Work required: Could you convert all the records below into a two-column CSV with the headers "prompt" and "boxes", one row per request, with each request's text and its answer in a single quoted field and any line breaks replaced by spaces? Leave the pictures out.

Provided records:
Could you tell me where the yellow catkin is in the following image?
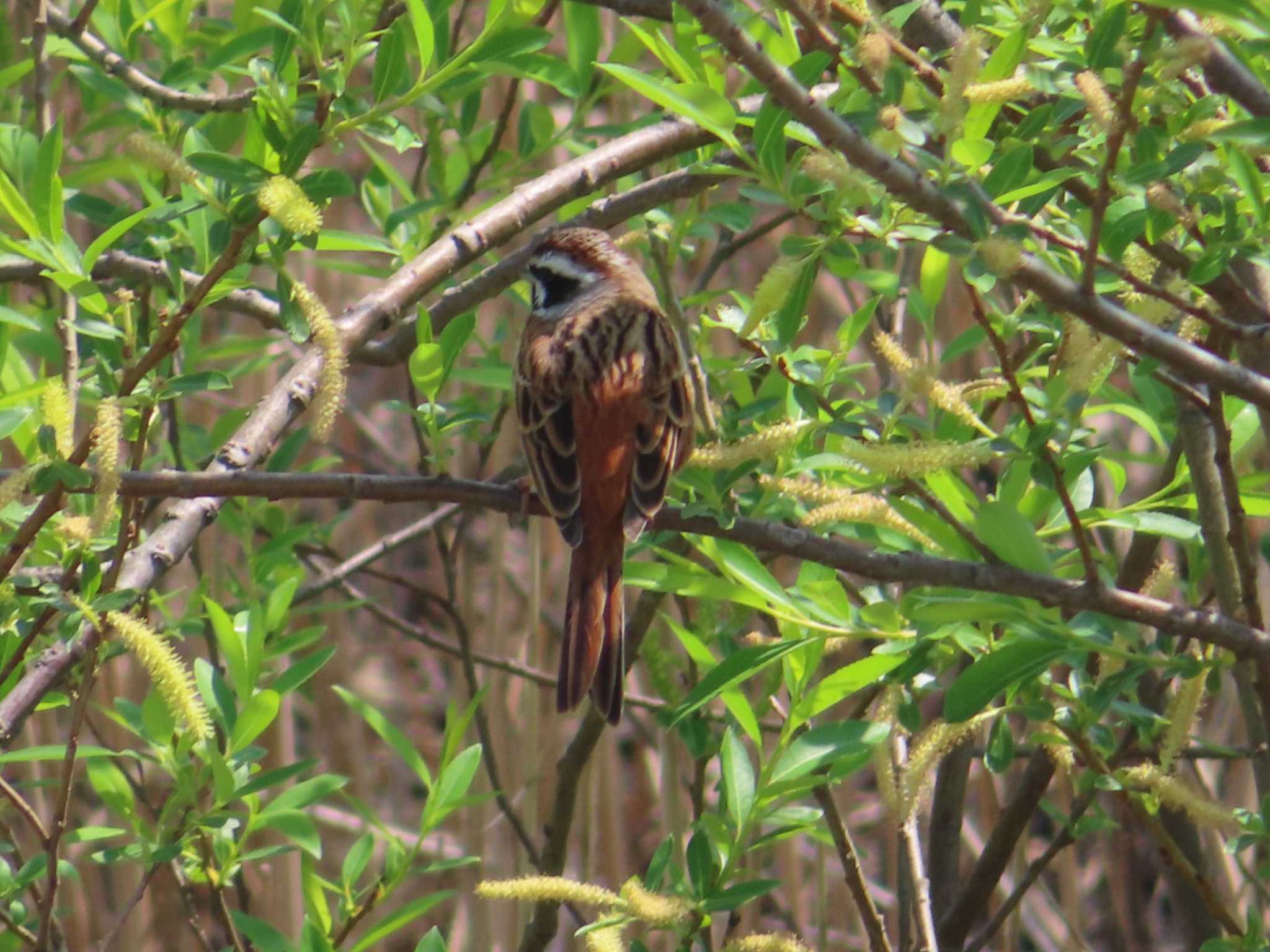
[965,76,1034,104]
[688,420,812,470]
[874,332,997,437]
[476,876,623,909]
[838,439,998,478]
[90,397,123,536]
[1041,740,1076,777]
[255,175,321,235]
[1147,182,1195,224]
[623,877,693,925]
[899,711,997,820]
[39,377,75,457]
[1060,317,1121,394]
[1076,70,1120,132]
[722,932,810,952]
[587,925,626,952]
[873,684,903,818]
[1160,671,1207,773]
[105,612,212,738]
[1142,558,1177,598]
[1120,763,1236,831]
[292,282,348,441]
[799,151,865,192]
[1160,37,1213,82]
[123,132,198,185]
[1121,242,1158,283]
[1177,314,1208,344]
[856,33,890,76]
[975,236,1024,278]
[1177,120,1231,142]
[802,493,937,549]
[874,330,917,373]
[0,466,32,509]
[738,258,802,338]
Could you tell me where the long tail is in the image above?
[556,522,626,723]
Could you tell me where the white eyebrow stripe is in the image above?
[530,252,600,284]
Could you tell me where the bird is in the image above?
[513,227,692,725]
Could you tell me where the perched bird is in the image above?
[515,229,692,723]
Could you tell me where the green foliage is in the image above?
[0,0,1270,952]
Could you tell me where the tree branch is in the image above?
[48,5,255,113]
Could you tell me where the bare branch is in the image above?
[0,470,1270,665]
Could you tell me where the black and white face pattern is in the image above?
[528,252,600,321]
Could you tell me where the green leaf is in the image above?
[719,728,755,830]
[407,343,446,402]
[84,200,170,274]
[423,744,481,831]
[0,170,39,240]
[258,810,321,859]
[770,721,890,783]
[944,637,1070,723]
[234,758,318,797]
[667,638,809,728]
[562,0,601,86]
[230,909,295,952]
[1085,2,1129,70]
[264,773,348,814]
[974,500,1050,574]
[272,645,335,694]
[961,27,1030,138]
[790,654,904,722]
[203,596,254,697]
[352,890,455,952]
[918,245,952,307]
[371,19,407,103]
[339,832,375,890]
[600,63,740,150]
[405,0,437,73]
[230,689,280,750]
[701,879,785,913]
[332,684,432,791]
[30,115,64,245]
[158,371,234,400]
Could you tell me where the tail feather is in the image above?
[556,523,626,723]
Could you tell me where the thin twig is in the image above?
[1081,56,1153,296]
[295,503,460,599]
[48,4,255,113]
[0,470,1270,659]
[97,863,159,952]
[965,284,1103,588]
[35,649,97,951]
[0,777,48,845]
[812,785,892,952]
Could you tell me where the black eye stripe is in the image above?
[530,265,582,309]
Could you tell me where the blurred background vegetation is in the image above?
[0,0,1270,952]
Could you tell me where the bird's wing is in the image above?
[515,374,582,547]
[623,312,692,540]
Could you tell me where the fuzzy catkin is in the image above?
[292,282,348,441]
[105,612,212,739]
[476,876,623,909]
[255,175,321,235]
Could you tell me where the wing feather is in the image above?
[515,378,582,547]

Reply:
prompt,boxes
"Could you tell me where the yellow catkin is in the following image?","[965,76,1034,104] [688,420,812,470] [874,332,997,437] [476,876,623,909] [838,439,998,478] [90,397,123,536] [1041,740,1076,777] [255,175,321,235] [1147,182,1195,224] [623,877,693,925] [899,711,997,820] [39,377,75,457] [1060,317,1121,394] [1076,70,1120,132] [722,932,810,952] [587,925,626,952] [873,684,903,818] [1160,671,1207,773] [105,612,212,738] [1142,558,1177,598] [1120,763,1236,831] [292,282,348,441] [799,151,865,192] [1160,37,1213,82] [123,132,198,185] [1121,242,1158,283] [1177,314,1208,344] [856,33,890,76] [975,236,1024,278] [1177,120,1231,142] [802,493,937,549] [874,330,917,373] [0,466,32,509] [738,258,802,338]"
"Could you tell me where the long tail is in the image above?","[556,522,626,723]"
"Could you tell me where the white eyebrow stripe is in the image above?","[530,252,600,284]"
"Could you tell me where the bird is in the image above?","[513,227,692,725]"
"Could you tell me where the perched bird is in the image above?","[515,229,692,723]"
"Could you tell me where the green foliage is in the image above?","[0,0,1270,952]"
"Could you tell me where the tree branch is in the image above?","[48,5,255,113]"
"Could you tell me where the bare branch is in the image above?","[0,470,1270,665]"
"Could you tell me where the black and white face pattern is in the image above?","[528,252,600,321]"
"Could you tell me where the green leaf is in the image above?","[719,728,755,830] [407,343,446,402] [84,200,170,274] [423,744,481,831] [0,170,39,240] [258,810,321,859] [770,721,890,783] [944,637,1070,723] [234,758,318,797] [667,638,809,728] [562,0,601,86] [230,909,295,952] [1085,2,1129,70] [264,773,348,814] [974,500,1050,574] [272,645,335,694] [961,27,1030,138] [790,654,904,722] [203,596,254,697] [352,890,455,952] [918,245,952,307] [371,19,407,103] [339,832,375,890] [600,63,740,150] [405,0,437,73] [230,689,280,750] [701,879,785,913] [332,684,432,791] [30,115,64,245] [158,371,234,400]"
"Could you tell me where the tail feather is in the image above?","[556,523,626,723]"
"Could you tell me where the thin twig is in the image above?","[1081,56,1153,296] [295,503,460,599] [48,4,255,113] [0,470,1270,659] [97,863,159,952] [965,284,1103,588] [35,649,97,951] [0,777,48,845] [812,785,892,952]"
"Could you tell me where the black eye stripe is in the image above?","[530,265,582,309]"
"Could you tell me where the blurred background vegetation is in the image above?","[0,0,1270,952]"
"Could you tell me where the bird's wing is in the image above?","[515,374,582,547] [623,312,692,540]"
"Could you tell me where the fuzzy catkin is in the image above?","[292,282,348,441] [105,612,212,739] [476,876,623,909] [255,175,321,235]"
"Could you tell me where the wing feather is in the image above?","[515,378,582,547]"